# Surround System...Fragen über Fragen...



## flasha (1. Februar 2010)

*Surround System...Fragen über Fragen...*

Hallo,

ich bin im Besitz eines Pioneer VSX-D514 Receivers.
http://www.pioneer.de/de/products/archive/VSX-D514-S/index.html

Dazu habe ich ein Magnat Surround System (2x Front,1x Center,1 Rear) mit einem passiven Subwoofer. 



			Dieser Inhalt steht nur eingeloggten Mitgliedern zur Verfügung.
        





			Dieser Inhalt steht nur eingeloggten Mitgliedern zur Verfügung.
        


Nun brauche ich dafür die passenden Lautsprecher Kabel. Habe im Netz schon geschaut aber auch nicht das passende gefunden. 
Welches brauch ich denn:

1,5mm
2,5mm
2 x 2,5mm 
4mm

Habe eine Distanz von max. 12m (zum verlegen der Kabel).


Ein weiteres Problem habe ich noch: 
Bei dem Magnat System fehlt eine Rear Box. Die ist leider kaputt gegangen.
Leider finde ich diesen Rear Speaker nicht im Netz. (denk mal zu alt) Kann man den Center Speaker als Rear zweckentfremden?

Zu guter Letzt:
Der Subwoofer. Kann ich den Subwoofer so ohne weiteres an den Receiver anschliessen (PASSIV SUB) oder brauch man noch einen extra Verstärker?! Also ich meine der Receiver hätte extra so einen Verstärker integriert oder irre ich mich da?!

Tut mir leid für diese "doofen Fragen".


----------



## Sash (1. Februar 2010)

*AW: Surround System...Fragen über Fragen...*

eigentlich wird ein sub aktiv betrieben, also er hat selber einen versärker. ist doch bestimmt ein stromkabel dabei, oder? und wenn du den center als rear nimmst, fehlt dir doch ein center, oder? könntest du aber machen, auch wenn center der wichtigste ist. als kabel würde ich 2.5mm nehmen, aber 1.5 reichen auch.


----------



## flasha (1. Februar 2010)

*AW: Surround System...Fragen über Fragen...*

Aber ist es den "technisch" möglich den Center als Rear zu nutzen?! Oder muss man dann Nebeneffekte in Kauf nehmen? Würd mich dann nach einem alternativen Center umschauen.

(Erfasste Daten)
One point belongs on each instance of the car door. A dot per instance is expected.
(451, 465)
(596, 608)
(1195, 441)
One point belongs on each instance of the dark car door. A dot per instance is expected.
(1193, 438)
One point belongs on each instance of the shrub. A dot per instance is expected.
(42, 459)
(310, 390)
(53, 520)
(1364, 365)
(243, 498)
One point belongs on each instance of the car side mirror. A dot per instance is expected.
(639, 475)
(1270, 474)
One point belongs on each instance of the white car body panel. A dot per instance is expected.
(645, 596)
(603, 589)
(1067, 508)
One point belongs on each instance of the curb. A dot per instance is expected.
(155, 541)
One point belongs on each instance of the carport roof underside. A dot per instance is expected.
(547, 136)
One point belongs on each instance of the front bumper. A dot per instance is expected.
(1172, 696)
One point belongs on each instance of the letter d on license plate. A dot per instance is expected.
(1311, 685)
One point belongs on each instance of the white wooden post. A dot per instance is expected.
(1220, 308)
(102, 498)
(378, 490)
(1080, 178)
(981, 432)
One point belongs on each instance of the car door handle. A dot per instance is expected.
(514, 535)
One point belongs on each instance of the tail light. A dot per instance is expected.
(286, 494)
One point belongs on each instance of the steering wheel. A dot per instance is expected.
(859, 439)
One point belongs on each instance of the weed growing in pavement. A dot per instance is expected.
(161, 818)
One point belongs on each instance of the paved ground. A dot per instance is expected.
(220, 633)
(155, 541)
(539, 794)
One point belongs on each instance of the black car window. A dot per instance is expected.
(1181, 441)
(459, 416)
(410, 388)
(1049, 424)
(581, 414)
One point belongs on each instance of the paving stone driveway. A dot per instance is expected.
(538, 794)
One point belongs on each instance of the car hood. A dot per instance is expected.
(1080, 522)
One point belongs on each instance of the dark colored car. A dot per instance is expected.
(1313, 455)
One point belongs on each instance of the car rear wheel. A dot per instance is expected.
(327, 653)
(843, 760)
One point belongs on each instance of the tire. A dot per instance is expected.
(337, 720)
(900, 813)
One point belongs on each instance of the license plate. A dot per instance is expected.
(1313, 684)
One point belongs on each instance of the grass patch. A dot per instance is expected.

### ERWARTETE AUFGABE
Welche maximale Distanz für das Verlegen der Kabel nennt flasha im Forumsthread zum Surround-System?

### ANTWORT
Maximal 12 m.